:: Given data
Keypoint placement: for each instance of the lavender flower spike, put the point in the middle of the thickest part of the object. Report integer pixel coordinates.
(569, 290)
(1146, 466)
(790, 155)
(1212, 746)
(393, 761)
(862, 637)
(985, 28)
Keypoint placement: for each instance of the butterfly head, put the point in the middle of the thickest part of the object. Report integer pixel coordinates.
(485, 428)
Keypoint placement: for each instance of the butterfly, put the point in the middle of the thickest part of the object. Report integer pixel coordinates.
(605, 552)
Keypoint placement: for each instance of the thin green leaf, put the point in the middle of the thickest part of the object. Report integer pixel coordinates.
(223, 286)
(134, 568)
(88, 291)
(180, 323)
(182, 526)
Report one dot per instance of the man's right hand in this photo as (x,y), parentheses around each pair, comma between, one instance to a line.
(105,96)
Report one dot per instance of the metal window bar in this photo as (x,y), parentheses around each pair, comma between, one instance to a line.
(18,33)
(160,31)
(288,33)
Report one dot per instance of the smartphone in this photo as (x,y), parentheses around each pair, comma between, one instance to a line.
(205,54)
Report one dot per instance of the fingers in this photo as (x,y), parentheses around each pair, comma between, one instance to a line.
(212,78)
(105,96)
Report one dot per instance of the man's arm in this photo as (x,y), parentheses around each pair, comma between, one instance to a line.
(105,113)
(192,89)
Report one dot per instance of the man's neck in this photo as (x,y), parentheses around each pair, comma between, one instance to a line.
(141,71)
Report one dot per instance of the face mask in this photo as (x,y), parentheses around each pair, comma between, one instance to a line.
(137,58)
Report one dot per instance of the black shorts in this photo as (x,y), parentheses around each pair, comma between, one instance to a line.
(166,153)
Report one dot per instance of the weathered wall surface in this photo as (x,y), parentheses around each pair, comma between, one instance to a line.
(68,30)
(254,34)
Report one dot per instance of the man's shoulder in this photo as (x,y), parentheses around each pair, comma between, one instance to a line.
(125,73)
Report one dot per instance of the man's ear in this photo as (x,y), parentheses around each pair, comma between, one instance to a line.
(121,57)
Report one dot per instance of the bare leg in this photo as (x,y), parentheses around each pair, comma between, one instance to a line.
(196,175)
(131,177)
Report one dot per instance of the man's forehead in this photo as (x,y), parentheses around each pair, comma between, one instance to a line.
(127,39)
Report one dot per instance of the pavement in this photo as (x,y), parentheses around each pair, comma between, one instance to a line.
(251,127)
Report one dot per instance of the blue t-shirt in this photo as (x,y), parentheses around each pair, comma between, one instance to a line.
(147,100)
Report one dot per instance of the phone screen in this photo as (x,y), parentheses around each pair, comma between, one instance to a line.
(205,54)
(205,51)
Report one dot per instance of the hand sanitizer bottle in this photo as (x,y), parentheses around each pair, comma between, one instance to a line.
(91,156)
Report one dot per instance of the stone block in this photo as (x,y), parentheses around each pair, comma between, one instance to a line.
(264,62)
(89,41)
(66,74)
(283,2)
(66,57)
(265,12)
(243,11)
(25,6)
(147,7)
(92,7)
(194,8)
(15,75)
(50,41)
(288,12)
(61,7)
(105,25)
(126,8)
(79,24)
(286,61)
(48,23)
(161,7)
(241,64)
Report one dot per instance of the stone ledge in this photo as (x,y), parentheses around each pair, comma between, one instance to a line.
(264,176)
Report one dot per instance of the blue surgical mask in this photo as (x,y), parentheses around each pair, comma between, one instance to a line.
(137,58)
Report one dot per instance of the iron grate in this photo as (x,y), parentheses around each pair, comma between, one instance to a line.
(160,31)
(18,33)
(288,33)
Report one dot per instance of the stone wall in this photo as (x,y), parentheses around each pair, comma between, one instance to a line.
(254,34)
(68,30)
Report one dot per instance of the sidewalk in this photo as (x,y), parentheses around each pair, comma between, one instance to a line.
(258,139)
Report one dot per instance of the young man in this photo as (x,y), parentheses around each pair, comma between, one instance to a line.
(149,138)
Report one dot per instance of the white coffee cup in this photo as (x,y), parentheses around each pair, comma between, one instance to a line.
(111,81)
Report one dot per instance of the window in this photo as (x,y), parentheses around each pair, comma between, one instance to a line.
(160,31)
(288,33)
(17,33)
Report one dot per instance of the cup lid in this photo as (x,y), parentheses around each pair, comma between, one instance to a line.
::::
• [Required action]:
The expected response is the full data, reproduced exactly.

• [Exercise answer]:
Keypoint placement: for each instance of the lavender flower spike, put the point in the middle of the thickest part of the object. Report integer pixel coordinates.
(569, 290)
(1146, 466)
(790, 155)
(1212, 746)
(393, 761)
(862, 637)
(985, 28)
Keypoint placement: for each instance of the butterfly head, put the point in the middle of the thickest part of the object. Report integer pixel coordinates.
(485, 428)
Keypoint placement: for each instance of the butterfly, put the point in the middle of the thickest part of the object. Report integer pixel coordinates.
(605, 552)
Keypoint placement: for each instance of the thin green leaf, put the point in the middle of the thickest part of the object. Report integer pixel coordinates.
(223, 286)
(134, 568)
(88, 291)
(180, 323)
(182, 526)
Report one dot per instance of the man's right hand in this photo as (x,y), parentheses around each pair, comma between, one instance to a line.
(105,96)
Report one dot per instance of the metal window bar in this photo as (x,y), parentheses around each pair, comma between, one instance to a line.
(18,33)
(160,31)
(288,33)
Report one dot per instance of the smartphone in this photo as (x,y), parentheses around each pair, comma between, one instance to a line.
(205,54)
Report one dot per instance of the fingers in this photo as (x,y), parentheses around each pair, comma between, one instance to a line.
(212,78)
(105,96)
Report one dot per instance of the man's arm in this photo as (x,y), parentheses around each pair, comma between, one instance to a line.
(105,113)
(192,89)
Report one dot per instance of the man's neck in this photo as (x,y), parentheses around each pair, comma between, one instance to a line.
(141,71)
Report one dot per instance of the face mask in this photo as (x,y), parentheses around each pair, comma between, one instance to a line.
(137,58)
Report one dot per instance of the black shorts in this photo as (x,y), parentheses around each pair, comma between, one instance to a line.
(166,153)
Report one dot per instance of the weathered wall surface in this photo as (x,y), parentheses around each pair, comma between, one instance to a line.
(68,30)
(254,34)
Report one dot per instance of the man's shoulder in this photo as (x,y), parentheses around each pair, comma between, one instance to a line.
(125,73)
Report one dot per instance of the man's ear in this photo as (x,y), parentheses around each pair, comma between, one instance to a line.
(121,57)
Report one dot per instance of the bare leg in this photo as (x,y), parentheses around each pair, comma between, one instance to a line.
(196,175)
(131,177)
Report one dot per instance of the man's forehead in this photo as (x,y), parentheses around each pair, comma between, one instance to a line.
(127,39)
Report one dot per instance of the pavement in this photo as (x,y), parentheses around each pair, comma between, one instance to a line.
(251,127)
Report one dot per instance of the blue t-shirt in this photo as (x,y), parentheses around each pair, comma between, one instance to a line.
(147,100)
Report one dot per instance of the phone screen in this photo as (x,y), parentheses around each pair, comma between, one instance to a line.
(205,54)
(205,51)
Report one dot per instance of the hand sanitizer bottle in this photo as (x,y), parentheses around each pair, comma between, one instance to a line.
(91,156)
Report one dot per instance of the stone block in this photo as (x,y), parentheses around each pair, comma between, one instance to a line.
(264,62)
(89,41)
(66,74)
(283,2)
(66,57)
(265,12)
(243,11)
(25,6)
(147,7)
(92,7)
(194,8)
(15,75)
(50,41)
(288,12)
(61,7)
(105,25)
(126,8)
(79,24)
(286,61)
(48,23)
(161,7)
(241,64)
Report one dot per instance of the stone ledge in this photo as (x,y), parentheses around each pair, comma between, one instance to a line.
(264,176)
Report one dot per instance of the blue surgical mask in this photo as (x,y), parentheses around each pair, comma between, one instance to a line.
(137,58)
Report one dot per instance of the iron grate in this photo as (x,y), parentheses around each pair, comma between, one instance to a line.
(160,31)
(18,33)
(288,33)
Report one dot per instance of the stone wall in this photo as (x,y), parentheses around each pair, comma between, one instance to a line.
(254,34)
(68,30)
Report one dot per instance of the sidewalk in this photo as (x,y), parentheses around each pair, comma between, one instance to a line.
(258,139)
Report one dot per instance of the young man in this photo as (x,y), parentheses around each pair, comma between, one instance to a line.
(149,138)
Report one dot per instance of the white coffee cup in this photo as (x,y), parentheses around each pair, comma between, one instance to a line.
(111,81)
Report one dot per instance of the window in this photo as (x,y), parentheses around each pair, comma between, one instance to a line.
(160,31)
(288,33)
(17,33)
Report one dot per instance of the cup lid in this photo as (x,y), parentheses around each pair, comma between, one instance to a line.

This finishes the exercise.